» **EXERCISE OBJECTIVE**
Please retype the data below in full.

START GIVEN INFORMATION

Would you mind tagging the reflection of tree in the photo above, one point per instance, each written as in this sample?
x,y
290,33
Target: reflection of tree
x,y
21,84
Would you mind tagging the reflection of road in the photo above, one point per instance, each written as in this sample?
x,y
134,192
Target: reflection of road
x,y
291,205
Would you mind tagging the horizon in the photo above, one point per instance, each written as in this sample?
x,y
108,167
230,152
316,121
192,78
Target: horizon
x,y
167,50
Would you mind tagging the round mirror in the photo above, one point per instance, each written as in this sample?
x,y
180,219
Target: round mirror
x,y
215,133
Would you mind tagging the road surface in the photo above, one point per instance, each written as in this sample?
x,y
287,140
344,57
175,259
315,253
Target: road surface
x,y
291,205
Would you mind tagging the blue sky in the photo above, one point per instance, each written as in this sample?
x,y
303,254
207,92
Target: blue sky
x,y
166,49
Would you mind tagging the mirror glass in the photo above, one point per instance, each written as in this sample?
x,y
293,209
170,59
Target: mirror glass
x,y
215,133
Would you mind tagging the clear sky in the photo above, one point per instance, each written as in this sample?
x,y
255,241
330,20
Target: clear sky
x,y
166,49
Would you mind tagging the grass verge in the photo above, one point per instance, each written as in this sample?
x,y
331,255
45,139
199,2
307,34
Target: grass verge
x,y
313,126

END GIVEN INFORMATION

» **RESPONSE AREA**
Would you mind tagging the reflection of tree in the photo above, one point per instance, each written as in this sample?
x,y
290,33
Target: reflection of tree
x,y
21,84
Would you mind tagging the reflection of road in the photo above, one point per instance, each written as in this sample?
x,y
134,192
Target: reflection of road
x,y
291,205
Would you mind tagging the horizon in the photo above, one point per instance, each written as in this sample?
x,y
108,167
230,152
316,121
192,78
Target: horizon
x,y
167,50
Would you mind tagging the round mirror in the photo above, one point per instance, each written as in this sample?
x,y
180,219
Target: round mirror
x,y
215,133
Would you mind tagging the road surface in the photo above, one point per instance, each written as in this sample?
x,y
287,140
344,57
175,259
315,253
Target: road surface
x,y
291,205
Would you mind tagging the blue sky in the photo above, one point per instance, each written as in this sample?
x,y
303,254
207,92
Target: blue sky
x,y
166,49
Would you mind tagging the mirror glass in the photo above, one point per instance, each written as in this sample?
x,y
293,209
170,59
Target: mirror glass
x,y
215,133
Would you mind tagging the clear sky in the photo above, one point per instance, each written as in this sample?
x,y
255,241
330,20
Target: clear sky
x,y
166,49
Would you mind tagging the grass verge in the photo above, one point per instance, each written as in this sample?
x,y
331,255
45,139
199,2
307,34
Target: grass verge
x,y
313,126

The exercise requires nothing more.